EXERCISES>
[a] In the bandit simulation text, why does the author choose to generate rewards on the fly instead of storing them in advance? Answer in one to three sentences.
[b] Repeat word for word the part of the bandit simulation text that begins at the words "#' Multi-Armed Bandit" and stops after the words "Bernoulli is implemented.".

GIVEN TEXT>
-- -- --
The second approach is arguably more closely resembles real-world applications of reinforcement learning: at each step \(T\) the bandit chooses an action and only then they observe the reward. It also has computational advantages, some of which are obvious and others that will become clearer below. An obvious benefit of generating rewards on the fly is the smaller memory costs associated with this approach. Storing a \((T \times K)\) matrix consumes a fair bit of working memory and the for the simulations we will need as much of that as possible.
In the end I have therefore opted for the second approach. The mab function below takes basic input parameters concerning the time horizon of the game, the (Bernoulli) probabilities of each arm and their distribution (only implemented for Bernoulli, but easily extended). It returns an S3 class that will be used as the input for the different algorithms below.
#' Multi-Armed Bandit
#'
#' @param prob Bernoulli probabilities.
#' @param horizon Number of trials.
#' @param method Method to use. Only Bernoulli is implemented.
#'
#' @author Patrick Altmeyer
mab <- function(prob, horizon=1000, method="bernoulli") {
# Parameters: ----
K <- length(prob)
v_star <- max(prob)
# Reward generating function: ----
if (method=="bernoulli") {
generate_rewards <- function(prop) {
sapply(
prob,
function(p) {
rbinom(1,1,p)
-- -- --
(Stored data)
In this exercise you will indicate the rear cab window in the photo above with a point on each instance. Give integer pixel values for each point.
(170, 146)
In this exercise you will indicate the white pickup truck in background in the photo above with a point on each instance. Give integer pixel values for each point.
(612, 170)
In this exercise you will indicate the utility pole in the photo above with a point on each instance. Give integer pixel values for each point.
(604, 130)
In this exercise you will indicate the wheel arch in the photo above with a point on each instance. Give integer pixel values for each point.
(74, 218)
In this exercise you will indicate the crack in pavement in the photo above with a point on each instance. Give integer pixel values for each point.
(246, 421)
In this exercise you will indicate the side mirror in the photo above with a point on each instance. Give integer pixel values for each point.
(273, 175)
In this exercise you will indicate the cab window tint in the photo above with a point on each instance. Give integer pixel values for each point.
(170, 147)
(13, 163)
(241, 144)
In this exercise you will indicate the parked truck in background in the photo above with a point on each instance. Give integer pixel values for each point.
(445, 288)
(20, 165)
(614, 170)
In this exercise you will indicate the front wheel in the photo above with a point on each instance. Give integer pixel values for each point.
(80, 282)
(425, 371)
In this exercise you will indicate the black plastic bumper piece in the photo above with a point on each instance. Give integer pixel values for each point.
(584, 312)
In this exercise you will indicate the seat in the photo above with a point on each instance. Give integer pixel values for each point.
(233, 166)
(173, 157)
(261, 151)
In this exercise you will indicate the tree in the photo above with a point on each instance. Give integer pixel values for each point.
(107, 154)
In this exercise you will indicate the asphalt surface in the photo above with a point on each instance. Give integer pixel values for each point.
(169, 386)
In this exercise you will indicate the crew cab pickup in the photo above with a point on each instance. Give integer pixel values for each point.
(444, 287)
-- -- --
RESULTS FOR THE EXERCISE>
[a] Generating rewards on the fly more closely resembles real-world reinforcement learning, where the bandit chooses an action at each step and only then observes the reward. It also has computational advantages, chiefly lower memory costs, because storing a (T × K) reward matrix would consume working memory that the simulations need.

[b]
#' Multi-Armed Bandit
#'
#' @param prob Bernoulli probabilities.
#' @param horizon Number of trials.
#' @param method Method to use. Only Bernoulli is implemented.